What you need to do: In the records below, find the line containing "single-story house ->", then extract that line and all subsequent lines exactly, leaving out everything else.

Records from a data source:
# # # #

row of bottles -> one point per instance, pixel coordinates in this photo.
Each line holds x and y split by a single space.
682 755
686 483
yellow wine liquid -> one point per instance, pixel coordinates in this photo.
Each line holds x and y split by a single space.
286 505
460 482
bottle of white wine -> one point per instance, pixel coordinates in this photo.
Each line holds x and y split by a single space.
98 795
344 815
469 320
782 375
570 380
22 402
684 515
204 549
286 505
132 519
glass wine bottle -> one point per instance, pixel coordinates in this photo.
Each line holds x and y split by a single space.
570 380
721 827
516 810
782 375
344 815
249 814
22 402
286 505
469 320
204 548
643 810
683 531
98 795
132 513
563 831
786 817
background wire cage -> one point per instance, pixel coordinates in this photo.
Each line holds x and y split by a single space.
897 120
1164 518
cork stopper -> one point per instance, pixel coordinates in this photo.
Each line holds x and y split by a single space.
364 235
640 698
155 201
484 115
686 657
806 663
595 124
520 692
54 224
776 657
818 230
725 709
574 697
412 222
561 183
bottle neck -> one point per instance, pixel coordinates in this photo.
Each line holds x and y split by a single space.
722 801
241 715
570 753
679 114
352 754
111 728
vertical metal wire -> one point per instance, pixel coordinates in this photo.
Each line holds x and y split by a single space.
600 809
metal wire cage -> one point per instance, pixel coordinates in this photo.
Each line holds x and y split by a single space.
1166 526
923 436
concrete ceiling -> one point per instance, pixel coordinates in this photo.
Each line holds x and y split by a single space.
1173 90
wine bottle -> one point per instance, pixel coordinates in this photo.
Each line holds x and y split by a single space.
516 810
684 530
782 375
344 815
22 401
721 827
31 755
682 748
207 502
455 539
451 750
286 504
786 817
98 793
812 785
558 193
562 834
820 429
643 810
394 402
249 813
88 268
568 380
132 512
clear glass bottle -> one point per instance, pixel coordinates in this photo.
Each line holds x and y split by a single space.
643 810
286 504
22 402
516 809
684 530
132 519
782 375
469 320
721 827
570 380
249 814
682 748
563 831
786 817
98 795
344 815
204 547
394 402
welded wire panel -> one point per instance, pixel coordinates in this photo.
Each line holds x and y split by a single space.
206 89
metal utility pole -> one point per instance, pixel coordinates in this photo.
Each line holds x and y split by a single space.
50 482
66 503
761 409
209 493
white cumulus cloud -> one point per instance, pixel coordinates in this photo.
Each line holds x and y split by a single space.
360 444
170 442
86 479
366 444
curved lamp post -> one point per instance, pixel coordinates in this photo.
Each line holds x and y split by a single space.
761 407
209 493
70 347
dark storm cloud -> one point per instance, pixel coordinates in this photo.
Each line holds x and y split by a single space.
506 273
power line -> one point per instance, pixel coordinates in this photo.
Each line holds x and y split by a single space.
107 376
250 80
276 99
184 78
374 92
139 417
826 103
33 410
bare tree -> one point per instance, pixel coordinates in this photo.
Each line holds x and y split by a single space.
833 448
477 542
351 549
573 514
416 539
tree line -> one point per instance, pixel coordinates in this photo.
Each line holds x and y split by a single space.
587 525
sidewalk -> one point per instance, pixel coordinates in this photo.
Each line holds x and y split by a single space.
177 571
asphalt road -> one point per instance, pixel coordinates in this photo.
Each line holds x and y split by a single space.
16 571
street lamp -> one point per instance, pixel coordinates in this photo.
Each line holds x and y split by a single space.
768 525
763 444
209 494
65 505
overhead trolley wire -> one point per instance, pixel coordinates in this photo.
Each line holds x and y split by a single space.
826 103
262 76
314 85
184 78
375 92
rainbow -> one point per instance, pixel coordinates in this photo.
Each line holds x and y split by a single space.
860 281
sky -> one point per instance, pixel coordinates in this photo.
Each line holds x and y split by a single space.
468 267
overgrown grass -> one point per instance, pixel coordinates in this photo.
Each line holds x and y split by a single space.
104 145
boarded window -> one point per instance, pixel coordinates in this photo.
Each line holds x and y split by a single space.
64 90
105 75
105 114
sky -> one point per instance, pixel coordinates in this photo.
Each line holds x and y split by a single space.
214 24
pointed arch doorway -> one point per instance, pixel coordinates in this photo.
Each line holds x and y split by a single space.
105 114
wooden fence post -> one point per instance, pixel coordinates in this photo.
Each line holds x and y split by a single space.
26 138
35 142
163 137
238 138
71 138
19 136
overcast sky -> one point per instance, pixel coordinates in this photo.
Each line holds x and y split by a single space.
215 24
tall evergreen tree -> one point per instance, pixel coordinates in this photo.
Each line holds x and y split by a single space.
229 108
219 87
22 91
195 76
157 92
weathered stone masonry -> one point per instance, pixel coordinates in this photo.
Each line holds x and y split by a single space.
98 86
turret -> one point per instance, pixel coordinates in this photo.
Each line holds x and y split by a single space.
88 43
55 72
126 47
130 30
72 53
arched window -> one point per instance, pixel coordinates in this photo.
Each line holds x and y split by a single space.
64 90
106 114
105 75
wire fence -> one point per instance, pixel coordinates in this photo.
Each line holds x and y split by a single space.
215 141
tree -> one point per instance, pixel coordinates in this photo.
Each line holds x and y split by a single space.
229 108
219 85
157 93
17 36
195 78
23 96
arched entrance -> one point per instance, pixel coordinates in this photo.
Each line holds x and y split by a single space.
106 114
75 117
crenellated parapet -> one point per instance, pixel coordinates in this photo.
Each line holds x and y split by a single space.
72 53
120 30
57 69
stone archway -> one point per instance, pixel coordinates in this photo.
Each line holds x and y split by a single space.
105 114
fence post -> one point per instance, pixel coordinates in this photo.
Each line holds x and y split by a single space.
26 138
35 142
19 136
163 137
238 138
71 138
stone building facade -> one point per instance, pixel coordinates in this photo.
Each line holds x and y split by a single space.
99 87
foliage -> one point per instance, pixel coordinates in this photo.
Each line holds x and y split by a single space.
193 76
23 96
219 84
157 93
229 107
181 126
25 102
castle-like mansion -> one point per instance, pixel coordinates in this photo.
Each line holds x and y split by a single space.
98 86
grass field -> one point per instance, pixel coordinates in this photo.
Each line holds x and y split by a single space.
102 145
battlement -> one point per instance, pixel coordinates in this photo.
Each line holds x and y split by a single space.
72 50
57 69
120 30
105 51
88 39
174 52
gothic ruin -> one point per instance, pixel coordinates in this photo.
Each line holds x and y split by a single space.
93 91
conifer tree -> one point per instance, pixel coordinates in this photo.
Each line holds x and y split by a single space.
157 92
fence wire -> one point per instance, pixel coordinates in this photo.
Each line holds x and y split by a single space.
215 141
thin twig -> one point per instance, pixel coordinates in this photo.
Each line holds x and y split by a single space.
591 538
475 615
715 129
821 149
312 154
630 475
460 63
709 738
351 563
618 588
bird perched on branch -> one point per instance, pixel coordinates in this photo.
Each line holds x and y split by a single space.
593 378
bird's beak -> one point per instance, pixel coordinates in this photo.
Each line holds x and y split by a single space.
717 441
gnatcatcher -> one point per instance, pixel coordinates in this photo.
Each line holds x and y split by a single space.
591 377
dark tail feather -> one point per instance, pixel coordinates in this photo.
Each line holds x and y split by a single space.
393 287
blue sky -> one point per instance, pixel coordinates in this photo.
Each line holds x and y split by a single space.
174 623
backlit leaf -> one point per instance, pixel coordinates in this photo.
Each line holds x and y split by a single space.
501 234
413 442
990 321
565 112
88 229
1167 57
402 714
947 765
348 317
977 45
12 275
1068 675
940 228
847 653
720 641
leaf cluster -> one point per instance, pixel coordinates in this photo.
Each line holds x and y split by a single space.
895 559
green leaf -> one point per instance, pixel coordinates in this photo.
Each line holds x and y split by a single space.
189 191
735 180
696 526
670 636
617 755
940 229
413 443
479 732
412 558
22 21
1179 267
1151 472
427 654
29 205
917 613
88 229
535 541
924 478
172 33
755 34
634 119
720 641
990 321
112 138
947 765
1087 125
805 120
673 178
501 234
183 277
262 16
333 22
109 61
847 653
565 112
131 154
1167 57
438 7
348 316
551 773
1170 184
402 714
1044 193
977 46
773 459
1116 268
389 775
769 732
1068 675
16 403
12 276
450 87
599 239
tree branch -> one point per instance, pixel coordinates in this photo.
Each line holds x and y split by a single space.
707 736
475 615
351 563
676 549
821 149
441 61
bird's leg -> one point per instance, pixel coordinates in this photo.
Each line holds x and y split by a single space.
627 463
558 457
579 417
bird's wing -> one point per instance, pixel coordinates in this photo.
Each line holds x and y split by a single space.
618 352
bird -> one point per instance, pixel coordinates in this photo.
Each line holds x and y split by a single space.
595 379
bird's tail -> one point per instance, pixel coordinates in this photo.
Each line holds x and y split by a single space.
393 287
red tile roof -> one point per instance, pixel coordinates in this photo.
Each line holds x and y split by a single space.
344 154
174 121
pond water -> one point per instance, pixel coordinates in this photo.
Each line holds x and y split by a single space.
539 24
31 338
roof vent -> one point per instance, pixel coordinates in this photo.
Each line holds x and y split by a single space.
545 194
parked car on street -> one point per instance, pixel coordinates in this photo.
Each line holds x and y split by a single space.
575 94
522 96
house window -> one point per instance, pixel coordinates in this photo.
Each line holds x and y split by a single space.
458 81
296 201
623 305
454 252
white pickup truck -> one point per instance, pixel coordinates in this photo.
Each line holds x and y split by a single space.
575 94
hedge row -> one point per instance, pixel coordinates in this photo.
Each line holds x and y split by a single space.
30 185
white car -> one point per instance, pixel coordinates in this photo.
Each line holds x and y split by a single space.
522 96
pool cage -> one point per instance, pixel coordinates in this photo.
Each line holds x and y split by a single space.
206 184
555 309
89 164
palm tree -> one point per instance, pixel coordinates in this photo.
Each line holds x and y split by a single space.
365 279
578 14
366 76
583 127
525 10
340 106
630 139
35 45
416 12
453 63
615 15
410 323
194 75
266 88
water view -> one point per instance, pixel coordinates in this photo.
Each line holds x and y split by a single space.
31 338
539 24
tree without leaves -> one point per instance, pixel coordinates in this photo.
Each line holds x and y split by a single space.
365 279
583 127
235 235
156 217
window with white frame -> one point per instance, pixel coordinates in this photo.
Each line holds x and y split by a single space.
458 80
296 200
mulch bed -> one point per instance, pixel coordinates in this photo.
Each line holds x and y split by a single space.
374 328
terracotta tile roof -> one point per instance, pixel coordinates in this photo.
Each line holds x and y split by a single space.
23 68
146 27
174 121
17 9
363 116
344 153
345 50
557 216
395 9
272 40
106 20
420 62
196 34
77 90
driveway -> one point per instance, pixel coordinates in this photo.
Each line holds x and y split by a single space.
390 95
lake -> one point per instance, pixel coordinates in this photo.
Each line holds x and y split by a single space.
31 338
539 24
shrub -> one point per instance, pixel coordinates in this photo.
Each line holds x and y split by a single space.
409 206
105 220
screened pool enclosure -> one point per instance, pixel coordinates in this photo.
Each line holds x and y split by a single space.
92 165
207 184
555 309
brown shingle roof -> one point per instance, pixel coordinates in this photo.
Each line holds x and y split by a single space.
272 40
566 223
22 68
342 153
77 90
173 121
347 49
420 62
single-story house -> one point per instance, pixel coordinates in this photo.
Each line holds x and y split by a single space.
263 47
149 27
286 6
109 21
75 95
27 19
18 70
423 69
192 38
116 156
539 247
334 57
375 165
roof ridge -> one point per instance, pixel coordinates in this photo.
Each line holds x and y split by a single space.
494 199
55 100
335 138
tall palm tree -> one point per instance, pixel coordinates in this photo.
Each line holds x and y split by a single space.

# # # #

Exercise response:
single-story house -> one point per instance, pixel coordinates in this photo.
Each line holds x and y split by a single space.
263 47
149 27
286 6
109 21
75 95
27 19
18 70
423 69
192 38
116 156
539 247
334 57
375 165
roof ridge -> one point per instance, pixel coordinates in this photo.
Each line holds x and y split by a single space.
494 199
55 100
335 138
tall palm tree -> one point per instance, pixel coordinates in this photo.
Each line holds x and y split by a single space.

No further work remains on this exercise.